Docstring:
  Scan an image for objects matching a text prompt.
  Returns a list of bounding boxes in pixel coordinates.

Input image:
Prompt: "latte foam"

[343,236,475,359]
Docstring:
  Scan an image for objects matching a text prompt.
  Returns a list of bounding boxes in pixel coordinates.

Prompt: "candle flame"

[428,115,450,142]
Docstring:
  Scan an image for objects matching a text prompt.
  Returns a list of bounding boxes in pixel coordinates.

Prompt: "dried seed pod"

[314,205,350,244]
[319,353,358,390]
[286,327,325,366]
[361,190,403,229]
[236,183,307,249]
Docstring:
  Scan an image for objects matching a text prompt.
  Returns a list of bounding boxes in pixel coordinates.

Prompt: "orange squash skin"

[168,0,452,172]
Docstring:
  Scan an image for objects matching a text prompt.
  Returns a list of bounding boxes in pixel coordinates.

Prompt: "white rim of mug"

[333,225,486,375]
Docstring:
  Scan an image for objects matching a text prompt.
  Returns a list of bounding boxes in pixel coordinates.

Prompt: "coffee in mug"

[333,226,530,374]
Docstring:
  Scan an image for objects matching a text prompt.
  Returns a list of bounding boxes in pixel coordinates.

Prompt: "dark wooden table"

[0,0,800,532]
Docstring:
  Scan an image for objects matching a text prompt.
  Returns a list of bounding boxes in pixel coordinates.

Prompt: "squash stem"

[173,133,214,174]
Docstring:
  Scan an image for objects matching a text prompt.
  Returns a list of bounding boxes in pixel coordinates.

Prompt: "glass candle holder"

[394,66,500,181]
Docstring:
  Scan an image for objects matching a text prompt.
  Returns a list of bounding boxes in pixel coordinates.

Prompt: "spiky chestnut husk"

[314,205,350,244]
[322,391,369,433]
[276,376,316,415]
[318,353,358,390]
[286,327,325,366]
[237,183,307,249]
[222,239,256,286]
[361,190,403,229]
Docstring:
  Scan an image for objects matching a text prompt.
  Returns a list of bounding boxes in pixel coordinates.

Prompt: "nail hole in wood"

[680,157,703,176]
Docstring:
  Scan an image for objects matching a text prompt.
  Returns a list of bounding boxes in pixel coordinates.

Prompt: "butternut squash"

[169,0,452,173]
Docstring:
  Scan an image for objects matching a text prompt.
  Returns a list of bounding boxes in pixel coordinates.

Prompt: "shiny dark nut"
§
§ **Task details**: Give the material above again, word for word.

§ **Answer**:
Docstring:
  Scan an image for objects matching a text prompt.
  Returns a list of bounding boxes in pixel coordinates.

Input image:
Prompt: "latte foam"

[343,236,475,359]
Docstring:
  Scan an image for objects matching a text prompt.
  Returns a list of bounding boxes in pixel coordinates.

Prompt: "candle flame"

[428,115,450,142]
Docstring:
  Scan an image for objects matching a text prompt.
  Returns a list of bounding boxes in pixel coordinates.

Prompt: "dried seed pod"

[314,205,350,244]
[319,353,358,390]
[286,327,325,366]
[361,190,403,229]
[236,183,307,249]
Docstring:
  Scan an image for objects matching a text prompt.
  Returns a list of bounding boxes in pixel coordinates.

Prompt: "orange squash skin"

[168,0,452,172]
Docstring:
  Scan an image for objects matching a text prompt.
  Returns a list of bounding boxes in pixel coordinates.

Prompt: "white rim of mug"

[333,225,486,375]
Docstring:
  Scan an image for objects matching a text prompt.
  Returns a list of bounding boxes in pixel coordinates.

Prompt: "coffee in mug"

[333,226,530,374]
Docstring:
  Scan an image for objects matching a text prompt.
  Returns a list of bounding boxes in pixel coordinates.

Prompt: "dark wooden table"

[0,0,800,532]
Docstring:
  Scan an image for objects matching a text prompt.
  Returns a list of bounding boxes in pixel coordinates.

Prompt: "squash stem"

[173,133,214,174]
Docstring:
  Scan an image for objects matching a text prompt.
  Returns a list of bounding boxes in pixel coordinates.

Prompt: "glass candle holder"

[394,66,500,181]
Docstring:
  Scan an image for objects matching a text prompt.
  Returns a list of bounding boxes in pixel coordinates.

Prompt: "spiky chestnut husk"

[314,205,350,244]
[322,391,369,433]
[276,376,316,415]
[318,353,358,390]
[286,327,325,366]
[237,183,307,249]
[222,239,256,286]
[361,190,403,229]
Docstring:
  Scan an image for objects matching a text prompt.
  Returns a list of bounding boxes in pixel coordinates.

Prompt: "nail hole in wood"

[680,157,703,176]
Docstring:
  Scan an image for objects matching a text prompt.
  Returns a list of bounding boxes in pixel coordinates.

Prompt: "butternut squash"

[169,0,452,173]
Docstring:
  Scan an image for objects matching a text prompt.
  Returns a list of bounding boxes in pixel coordinates.

Prompt: "shiny dark nut"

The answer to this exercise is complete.